**Objetivo 1:** Diga se cada afirmação concorda com o texto sobre o Diamantino. Responda sim ou não e cite literalmente as palavras do texto que decidem a resposta. (a) Quem narra travou as quatro rodas ao aproximar-se do Diamantino. (b) Quem narra ficou o mais perto possível do Diamantino. (c) A mãe do Diamantino estava a limpar o chão.
**Objetivo 2:** Retome o texto sobre o Diamantino a partir do ponto em que termina.

BEIRE
Os ricos da miopia mental…
Hoje o Diamantino estava mesmo bravo... Porque, ainda à distância, já lhe ouvia a sua indignação, preparei-me com tempo. Meti travão às quatro rodas... Para mostrar-me-lhe o meu querer aprender a estar-com ele. Mesmo quando ele está assim indignado com a sua sorte. Não posso esquecer que também as pessoas com deficiência têm direito à sua indignação. Que cada um mostra do jeito que sabe e pode...
Cheguei-me para perto dele. Mas com a distância suficiente para não apanhar nenhum dos murros dele e/ou ser apanhado por aquela mão que, nestas alturas, vira garra perigosa que leva tudo por diante. Porque sei que o Diamantino já tomara o seu comprimidozinho para ajudar a gerir aquela indignação toda, sem lhe roubar nada daquela humanidade que, mesmo limitada, ainda lhe é muito peculiar, fiquei ali. A olhá-lo com amor. E a repetir-lhe, baixinho, com toda a suavidade de que sou capaz — a mãe já vem; ela está ali a limpar o chão e já vem levar-te para a cama. E sorria para ele: — Até morrer, Diamantino; cama até morrer !...

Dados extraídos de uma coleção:
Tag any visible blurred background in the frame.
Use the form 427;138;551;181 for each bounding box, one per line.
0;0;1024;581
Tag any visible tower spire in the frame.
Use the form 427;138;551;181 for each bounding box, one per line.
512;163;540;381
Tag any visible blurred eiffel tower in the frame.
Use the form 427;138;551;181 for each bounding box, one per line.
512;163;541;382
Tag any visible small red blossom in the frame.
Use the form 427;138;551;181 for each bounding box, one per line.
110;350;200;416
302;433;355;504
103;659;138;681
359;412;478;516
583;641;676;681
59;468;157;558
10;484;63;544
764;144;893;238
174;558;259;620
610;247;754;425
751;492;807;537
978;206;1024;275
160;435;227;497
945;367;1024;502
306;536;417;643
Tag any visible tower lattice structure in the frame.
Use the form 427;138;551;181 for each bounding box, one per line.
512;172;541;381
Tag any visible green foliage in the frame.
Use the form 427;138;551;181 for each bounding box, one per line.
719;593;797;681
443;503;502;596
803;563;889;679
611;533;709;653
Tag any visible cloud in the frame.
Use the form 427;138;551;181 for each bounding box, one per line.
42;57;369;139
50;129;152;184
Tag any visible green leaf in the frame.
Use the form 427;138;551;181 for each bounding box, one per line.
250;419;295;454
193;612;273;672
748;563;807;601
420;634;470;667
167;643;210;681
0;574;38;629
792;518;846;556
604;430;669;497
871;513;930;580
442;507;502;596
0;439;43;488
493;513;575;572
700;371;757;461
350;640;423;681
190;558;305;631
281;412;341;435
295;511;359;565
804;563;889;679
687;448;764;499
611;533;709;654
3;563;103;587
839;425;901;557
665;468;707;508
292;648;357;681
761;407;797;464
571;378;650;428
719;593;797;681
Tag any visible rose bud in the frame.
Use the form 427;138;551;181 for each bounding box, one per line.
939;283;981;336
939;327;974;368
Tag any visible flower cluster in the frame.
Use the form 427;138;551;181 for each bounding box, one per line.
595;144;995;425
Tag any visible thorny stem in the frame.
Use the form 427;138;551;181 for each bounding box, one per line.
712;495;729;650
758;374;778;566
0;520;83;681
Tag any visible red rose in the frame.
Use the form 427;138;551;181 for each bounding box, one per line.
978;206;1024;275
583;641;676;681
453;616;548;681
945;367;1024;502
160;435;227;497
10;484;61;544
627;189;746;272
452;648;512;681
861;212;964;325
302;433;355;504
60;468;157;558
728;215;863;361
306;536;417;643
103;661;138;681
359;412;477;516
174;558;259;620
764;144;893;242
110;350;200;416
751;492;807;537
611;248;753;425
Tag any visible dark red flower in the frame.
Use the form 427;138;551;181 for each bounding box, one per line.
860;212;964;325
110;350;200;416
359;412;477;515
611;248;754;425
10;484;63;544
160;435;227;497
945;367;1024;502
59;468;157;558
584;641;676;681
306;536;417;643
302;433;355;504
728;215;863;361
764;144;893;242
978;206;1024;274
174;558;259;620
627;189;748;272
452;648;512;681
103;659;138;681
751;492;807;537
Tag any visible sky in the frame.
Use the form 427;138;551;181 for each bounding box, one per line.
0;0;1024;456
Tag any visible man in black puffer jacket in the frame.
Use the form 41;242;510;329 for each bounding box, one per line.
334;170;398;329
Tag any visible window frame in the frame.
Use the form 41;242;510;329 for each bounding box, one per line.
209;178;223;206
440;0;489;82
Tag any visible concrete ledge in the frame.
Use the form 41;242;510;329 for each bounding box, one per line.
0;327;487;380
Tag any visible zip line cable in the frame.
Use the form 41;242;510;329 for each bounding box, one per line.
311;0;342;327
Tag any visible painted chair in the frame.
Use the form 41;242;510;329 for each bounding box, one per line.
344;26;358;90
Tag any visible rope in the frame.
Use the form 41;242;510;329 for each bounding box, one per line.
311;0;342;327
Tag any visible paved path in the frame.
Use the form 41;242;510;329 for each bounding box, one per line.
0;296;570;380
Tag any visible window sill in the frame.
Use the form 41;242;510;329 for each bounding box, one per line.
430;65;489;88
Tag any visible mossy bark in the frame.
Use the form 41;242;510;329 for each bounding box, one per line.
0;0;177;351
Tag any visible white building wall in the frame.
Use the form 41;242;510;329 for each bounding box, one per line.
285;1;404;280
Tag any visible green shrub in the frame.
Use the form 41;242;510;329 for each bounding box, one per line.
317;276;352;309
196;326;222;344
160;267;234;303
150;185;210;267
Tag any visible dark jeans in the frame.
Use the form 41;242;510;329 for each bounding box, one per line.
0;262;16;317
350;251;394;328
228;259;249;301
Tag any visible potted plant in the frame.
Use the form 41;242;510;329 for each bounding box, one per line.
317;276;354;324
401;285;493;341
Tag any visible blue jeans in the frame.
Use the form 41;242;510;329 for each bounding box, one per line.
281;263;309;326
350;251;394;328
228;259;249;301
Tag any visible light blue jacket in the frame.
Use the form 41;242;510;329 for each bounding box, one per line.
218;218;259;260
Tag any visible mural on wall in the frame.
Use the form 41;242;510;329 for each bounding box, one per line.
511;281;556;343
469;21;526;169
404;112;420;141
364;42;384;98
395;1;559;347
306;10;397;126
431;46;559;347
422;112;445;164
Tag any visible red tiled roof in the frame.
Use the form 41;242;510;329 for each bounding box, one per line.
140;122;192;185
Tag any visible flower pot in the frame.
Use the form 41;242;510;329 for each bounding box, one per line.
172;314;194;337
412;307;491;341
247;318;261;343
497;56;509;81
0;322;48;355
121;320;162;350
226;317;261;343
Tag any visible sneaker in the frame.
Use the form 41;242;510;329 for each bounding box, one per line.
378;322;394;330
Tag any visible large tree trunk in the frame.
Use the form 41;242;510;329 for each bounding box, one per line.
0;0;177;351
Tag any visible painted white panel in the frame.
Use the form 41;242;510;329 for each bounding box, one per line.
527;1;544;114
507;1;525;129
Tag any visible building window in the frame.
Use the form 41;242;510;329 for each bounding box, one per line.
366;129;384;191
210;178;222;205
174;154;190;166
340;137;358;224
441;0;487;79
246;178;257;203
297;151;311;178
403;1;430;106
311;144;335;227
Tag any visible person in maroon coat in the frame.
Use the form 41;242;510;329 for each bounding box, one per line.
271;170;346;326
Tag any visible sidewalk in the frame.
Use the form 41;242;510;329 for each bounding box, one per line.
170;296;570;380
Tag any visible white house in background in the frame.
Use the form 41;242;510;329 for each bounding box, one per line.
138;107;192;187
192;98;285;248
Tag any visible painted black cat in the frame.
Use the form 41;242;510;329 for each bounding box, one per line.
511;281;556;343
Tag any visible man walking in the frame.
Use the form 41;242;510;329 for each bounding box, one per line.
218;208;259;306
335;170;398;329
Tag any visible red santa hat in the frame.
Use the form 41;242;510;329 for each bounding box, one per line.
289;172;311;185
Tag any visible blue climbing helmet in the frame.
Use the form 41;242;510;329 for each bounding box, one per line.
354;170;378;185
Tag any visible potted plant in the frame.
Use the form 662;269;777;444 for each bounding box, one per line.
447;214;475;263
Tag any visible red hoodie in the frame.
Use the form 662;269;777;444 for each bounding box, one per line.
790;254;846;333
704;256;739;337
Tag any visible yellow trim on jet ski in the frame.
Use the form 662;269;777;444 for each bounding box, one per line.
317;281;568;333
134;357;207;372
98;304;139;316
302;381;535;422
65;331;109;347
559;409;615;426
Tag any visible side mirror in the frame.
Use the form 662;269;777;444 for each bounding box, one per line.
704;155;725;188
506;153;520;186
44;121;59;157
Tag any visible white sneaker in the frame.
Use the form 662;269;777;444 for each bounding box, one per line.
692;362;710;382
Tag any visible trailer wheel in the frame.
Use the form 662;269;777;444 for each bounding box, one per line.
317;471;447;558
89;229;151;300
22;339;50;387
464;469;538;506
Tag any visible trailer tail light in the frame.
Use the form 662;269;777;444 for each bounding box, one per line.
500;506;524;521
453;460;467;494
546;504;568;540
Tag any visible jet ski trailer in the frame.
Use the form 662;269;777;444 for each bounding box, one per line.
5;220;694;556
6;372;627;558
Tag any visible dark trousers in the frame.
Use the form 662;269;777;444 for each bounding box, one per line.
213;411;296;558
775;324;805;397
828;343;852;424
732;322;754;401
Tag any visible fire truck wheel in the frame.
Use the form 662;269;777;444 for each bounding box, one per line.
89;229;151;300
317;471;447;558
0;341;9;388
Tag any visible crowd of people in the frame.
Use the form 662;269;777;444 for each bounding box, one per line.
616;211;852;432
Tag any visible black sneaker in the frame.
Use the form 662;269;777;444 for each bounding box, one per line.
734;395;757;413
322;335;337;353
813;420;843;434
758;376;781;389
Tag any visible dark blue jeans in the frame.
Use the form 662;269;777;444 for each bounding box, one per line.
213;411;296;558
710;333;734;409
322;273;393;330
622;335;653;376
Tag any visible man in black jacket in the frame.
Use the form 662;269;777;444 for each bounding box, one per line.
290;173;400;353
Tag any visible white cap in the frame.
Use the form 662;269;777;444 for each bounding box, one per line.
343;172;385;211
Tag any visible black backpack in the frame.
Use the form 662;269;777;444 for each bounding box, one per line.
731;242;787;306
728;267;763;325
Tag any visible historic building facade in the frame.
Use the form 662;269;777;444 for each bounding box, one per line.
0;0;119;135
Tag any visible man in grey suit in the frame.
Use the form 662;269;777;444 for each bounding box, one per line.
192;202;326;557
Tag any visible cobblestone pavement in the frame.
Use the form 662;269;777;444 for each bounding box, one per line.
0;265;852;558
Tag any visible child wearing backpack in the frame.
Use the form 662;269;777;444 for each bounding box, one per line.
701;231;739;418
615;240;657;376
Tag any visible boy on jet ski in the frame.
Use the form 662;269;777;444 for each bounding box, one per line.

**Resultado final 1:**
(a) Sim: "Meti travão às quatro rodas..."
(b) Não: "Mas com a distância suficiente para não apanhar nenhum dos murros dele"
(c) Sim: "ela está ali a limpar o chão"

**Resultado final 2:**
Foi-se acalmando. O tom de voz dele já é mais moderado, mas ainda firme. Porque já não tem nem murros nem garra, eu avanço e afago-lhe o ombro que me fica mais próximo. O crispado do rosto abranda e logo se adivinha um sorriso. Afago-lhe o rosto e falo-lhe do banho e da barba feita pelo Sr. Pacheco. Ele sorri e estende-me a mão. Digo-lhe que vou chamar a mãe e retiro-me, porque naquela casa voltou a paz, como dantes...
Diamantino, ao pequeno almoço, toma o seu comprimido. Só aquela dose que não desumaniza. Nem, muito menos, robotiza. Porque acreditamos que, dar-lhe mais do que isso, é um crime de lesa humanidade. E mais: Porque estudei que quem lida com este tipo de pessoas precisa de, periodicamente, rever o seu conceito de pessoa e de ajuda... É que de boas intenções está o inferno cheio. E a sociedade cheia de infernos bem duros de roer... Fruto das nossas miopias mentais que não deixam ver para além do próprio umbigo.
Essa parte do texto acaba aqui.